Task to carry out:
Only the number is wanted: how many lines of the listing below contain "striped"?

*** Opening Dataset excerpts ***

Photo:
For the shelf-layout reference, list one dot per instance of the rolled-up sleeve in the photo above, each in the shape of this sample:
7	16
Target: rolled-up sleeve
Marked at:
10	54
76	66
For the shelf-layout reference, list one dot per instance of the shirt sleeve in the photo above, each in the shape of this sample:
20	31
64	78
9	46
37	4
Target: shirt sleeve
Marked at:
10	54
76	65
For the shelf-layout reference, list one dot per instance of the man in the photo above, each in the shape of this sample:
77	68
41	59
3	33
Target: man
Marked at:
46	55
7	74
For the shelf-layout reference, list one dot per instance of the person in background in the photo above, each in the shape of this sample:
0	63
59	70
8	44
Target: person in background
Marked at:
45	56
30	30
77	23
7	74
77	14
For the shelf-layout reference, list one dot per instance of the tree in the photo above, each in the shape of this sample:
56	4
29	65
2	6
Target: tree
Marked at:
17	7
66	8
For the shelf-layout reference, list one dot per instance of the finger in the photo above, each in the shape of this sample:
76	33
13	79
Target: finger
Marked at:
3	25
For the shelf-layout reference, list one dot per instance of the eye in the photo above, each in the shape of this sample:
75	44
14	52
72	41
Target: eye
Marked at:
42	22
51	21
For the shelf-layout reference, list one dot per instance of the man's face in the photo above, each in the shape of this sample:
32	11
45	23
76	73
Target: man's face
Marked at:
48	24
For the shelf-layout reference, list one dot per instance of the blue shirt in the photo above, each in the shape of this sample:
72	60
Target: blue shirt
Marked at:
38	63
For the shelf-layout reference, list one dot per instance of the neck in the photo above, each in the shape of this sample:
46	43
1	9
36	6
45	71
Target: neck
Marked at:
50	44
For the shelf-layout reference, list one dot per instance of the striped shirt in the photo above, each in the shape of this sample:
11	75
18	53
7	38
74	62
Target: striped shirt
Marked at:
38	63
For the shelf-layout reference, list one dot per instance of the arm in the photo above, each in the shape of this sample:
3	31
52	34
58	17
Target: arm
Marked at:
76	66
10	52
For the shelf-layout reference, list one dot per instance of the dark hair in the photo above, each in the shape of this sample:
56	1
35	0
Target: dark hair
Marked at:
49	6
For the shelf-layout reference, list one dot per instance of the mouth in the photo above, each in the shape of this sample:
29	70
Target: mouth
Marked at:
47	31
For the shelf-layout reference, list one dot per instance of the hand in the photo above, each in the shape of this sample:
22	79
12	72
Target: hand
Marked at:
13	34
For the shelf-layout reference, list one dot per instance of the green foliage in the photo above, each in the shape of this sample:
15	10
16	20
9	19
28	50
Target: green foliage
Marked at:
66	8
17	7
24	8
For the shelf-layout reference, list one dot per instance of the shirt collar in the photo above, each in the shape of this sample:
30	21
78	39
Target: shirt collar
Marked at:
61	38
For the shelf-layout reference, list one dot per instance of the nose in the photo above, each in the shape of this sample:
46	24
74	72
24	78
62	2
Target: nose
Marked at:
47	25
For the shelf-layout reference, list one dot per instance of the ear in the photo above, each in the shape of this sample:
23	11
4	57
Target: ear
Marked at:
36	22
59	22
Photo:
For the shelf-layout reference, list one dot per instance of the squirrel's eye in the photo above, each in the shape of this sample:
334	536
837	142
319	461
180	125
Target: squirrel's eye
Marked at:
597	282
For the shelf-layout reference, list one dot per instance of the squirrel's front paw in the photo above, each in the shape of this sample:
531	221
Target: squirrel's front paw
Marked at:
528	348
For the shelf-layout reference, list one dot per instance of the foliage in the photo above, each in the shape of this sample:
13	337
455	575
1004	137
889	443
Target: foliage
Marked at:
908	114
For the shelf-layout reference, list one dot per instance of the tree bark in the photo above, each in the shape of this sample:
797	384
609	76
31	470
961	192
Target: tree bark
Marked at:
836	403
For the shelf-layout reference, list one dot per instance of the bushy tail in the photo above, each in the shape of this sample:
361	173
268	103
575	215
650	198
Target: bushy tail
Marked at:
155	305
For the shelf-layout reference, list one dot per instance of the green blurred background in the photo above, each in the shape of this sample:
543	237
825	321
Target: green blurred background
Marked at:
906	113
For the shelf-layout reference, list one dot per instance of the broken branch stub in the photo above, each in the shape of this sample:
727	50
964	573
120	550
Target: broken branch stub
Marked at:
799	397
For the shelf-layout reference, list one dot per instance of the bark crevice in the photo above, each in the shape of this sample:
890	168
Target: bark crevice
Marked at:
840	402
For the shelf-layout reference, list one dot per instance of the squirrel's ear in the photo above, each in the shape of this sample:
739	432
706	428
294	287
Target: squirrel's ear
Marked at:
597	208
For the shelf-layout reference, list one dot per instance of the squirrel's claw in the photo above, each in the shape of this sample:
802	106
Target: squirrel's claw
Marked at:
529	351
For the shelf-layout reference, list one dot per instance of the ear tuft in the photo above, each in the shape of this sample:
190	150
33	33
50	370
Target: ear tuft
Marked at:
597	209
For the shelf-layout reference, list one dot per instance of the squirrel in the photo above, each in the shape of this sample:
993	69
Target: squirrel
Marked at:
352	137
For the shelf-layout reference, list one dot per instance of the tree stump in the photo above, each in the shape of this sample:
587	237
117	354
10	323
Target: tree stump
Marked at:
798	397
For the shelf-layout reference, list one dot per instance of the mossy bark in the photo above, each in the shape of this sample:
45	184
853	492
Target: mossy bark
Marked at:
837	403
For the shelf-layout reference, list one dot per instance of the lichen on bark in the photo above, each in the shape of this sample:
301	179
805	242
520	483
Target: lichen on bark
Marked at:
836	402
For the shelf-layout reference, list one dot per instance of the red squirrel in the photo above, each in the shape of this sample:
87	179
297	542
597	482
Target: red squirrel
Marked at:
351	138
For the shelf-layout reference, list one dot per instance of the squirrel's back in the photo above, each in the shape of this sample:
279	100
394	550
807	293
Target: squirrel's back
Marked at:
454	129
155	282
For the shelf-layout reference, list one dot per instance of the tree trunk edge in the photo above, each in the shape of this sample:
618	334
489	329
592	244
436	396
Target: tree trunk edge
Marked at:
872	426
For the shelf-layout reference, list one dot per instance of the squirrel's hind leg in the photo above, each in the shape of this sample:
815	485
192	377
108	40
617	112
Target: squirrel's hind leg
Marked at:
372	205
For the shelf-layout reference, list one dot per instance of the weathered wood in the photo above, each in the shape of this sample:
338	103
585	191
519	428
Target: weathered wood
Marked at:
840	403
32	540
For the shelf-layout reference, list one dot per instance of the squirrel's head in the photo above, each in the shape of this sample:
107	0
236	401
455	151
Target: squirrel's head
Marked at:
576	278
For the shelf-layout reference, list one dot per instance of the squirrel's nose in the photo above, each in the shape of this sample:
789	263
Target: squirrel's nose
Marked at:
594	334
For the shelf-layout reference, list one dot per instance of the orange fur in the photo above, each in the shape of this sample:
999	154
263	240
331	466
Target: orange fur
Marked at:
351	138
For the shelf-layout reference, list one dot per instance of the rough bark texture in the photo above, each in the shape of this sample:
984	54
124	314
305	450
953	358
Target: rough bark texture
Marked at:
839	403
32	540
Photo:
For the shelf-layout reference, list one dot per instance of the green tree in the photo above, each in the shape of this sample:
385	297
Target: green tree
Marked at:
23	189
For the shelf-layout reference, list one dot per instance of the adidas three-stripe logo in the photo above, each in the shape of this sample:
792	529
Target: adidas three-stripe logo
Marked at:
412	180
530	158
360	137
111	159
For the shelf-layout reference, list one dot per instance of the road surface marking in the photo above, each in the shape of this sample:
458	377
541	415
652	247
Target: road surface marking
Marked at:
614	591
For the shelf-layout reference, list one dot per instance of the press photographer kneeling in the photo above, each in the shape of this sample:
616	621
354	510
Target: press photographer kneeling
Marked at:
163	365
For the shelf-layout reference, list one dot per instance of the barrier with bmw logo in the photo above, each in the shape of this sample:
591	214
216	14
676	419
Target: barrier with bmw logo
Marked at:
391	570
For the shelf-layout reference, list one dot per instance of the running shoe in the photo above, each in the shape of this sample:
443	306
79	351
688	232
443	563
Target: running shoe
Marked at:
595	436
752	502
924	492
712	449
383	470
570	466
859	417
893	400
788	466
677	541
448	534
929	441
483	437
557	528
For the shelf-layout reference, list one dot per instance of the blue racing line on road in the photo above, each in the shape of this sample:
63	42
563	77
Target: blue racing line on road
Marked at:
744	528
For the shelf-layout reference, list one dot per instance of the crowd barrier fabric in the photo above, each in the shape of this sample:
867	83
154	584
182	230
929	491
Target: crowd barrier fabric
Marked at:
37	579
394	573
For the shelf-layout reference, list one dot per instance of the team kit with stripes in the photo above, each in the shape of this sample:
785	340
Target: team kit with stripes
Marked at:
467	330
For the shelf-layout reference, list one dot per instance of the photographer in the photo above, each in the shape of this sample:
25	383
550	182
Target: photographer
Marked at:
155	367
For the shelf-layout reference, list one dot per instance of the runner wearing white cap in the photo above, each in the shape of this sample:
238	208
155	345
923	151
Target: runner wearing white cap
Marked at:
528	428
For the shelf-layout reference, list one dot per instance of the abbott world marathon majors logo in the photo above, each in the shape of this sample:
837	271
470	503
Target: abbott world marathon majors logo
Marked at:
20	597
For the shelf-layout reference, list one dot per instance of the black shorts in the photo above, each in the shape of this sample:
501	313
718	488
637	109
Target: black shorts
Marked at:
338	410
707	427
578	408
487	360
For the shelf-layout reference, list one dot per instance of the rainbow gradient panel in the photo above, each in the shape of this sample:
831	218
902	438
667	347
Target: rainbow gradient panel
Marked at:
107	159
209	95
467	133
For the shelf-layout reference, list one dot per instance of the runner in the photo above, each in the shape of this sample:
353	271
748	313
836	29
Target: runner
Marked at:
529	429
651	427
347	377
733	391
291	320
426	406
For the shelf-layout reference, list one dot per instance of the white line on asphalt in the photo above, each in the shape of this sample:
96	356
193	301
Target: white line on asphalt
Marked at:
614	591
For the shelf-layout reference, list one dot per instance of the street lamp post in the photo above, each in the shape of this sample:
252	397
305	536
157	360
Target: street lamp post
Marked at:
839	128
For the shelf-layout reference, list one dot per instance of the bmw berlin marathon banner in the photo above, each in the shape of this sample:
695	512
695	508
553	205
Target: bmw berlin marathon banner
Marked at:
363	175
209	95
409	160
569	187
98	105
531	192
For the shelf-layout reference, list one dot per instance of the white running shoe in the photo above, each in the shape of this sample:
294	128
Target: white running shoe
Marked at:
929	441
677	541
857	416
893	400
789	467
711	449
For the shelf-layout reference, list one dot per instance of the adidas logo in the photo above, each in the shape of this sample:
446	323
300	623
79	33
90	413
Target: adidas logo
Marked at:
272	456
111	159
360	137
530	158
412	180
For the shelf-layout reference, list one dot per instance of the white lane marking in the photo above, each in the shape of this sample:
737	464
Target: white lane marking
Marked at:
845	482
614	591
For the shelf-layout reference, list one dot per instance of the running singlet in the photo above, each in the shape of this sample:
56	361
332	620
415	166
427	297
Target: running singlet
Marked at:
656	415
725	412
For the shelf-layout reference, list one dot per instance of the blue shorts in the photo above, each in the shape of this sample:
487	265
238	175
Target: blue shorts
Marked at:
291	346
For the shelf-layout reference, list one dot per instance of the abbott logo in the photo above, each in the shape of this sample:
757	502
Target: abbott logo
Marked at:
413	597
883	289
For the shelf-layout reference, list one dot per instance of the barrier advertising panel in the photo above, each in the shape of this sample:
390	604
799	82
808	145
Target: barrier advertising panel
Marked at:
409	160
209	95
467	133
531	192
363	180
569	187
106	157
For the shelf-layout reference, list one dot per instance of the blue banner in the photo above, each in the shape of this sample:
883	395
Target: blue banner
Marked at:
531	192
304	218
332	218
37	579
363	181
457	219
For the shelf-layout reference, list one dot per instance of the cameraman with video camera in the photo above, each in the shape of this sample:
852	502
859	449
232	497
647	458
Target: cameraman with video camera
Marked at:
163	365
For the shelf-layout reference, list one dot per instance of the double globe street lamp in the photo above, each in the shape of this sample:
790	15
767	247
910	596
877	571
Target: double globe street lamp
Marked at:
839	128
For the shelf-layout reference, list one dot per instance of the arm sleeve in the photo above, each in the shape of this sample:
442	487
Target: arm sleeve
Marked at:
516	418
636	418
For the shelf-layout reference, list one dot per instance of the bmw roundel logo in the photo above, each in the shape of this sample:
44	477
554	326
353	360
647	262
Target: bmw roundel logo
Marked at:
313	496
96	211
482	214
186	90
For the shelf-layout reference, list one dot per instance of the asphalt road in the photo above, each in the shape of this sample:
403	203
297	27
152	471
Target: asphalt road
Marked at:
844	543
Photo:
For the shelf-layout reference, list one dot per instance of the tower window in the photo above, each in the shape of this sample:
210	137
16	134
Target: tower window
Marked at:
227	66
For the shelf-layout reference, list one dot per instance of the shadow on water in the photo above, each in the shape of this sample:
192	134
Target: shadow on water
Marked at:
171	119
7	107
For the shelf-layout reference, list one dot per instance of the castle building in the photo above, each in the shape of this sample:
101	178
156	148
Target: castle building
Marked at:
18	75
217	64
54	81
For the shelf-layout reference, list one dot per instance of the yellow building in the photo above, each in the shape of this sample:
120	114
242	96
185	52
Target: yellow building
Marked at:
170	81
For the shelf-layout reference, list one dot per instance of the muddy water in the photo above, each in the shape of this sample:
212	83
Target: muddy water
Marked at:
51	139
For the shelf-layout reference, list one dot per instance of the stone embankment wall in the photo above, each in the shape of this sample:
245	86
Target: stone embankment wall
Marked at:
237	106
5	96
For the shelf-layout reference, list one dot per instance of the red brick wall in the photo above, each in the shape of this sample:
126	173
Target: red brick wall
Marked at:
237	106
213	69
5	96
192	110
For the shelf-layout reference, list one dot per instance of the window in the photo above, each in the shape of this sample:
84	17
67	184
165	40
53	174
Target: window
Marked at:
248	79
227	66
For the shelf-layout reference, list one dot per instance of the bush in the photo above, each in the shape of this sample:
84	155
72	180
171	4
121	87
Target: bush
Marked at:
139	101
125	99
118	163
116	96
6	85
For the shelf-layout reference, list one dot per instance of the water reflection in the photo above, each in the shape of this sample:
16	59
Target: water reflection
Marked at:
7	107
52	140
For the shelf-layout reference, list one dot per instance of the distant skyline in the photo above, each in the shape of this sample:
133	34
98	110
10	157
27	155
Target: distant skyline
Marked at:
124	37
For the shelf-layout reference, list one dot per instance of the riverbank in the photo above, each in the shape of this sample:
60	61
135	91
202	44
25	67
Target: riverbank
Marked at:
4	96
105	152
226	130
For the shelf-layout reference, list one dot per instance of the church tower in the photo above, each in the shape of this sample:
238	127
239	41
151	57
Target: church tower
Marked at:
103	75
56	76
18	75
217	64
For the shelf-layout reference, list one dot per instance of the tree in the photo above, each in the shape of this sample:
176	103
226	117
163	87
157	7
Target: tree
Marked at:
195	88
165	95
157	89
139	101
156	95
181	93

*** Closing Dataset excerpts ***

Result below:
2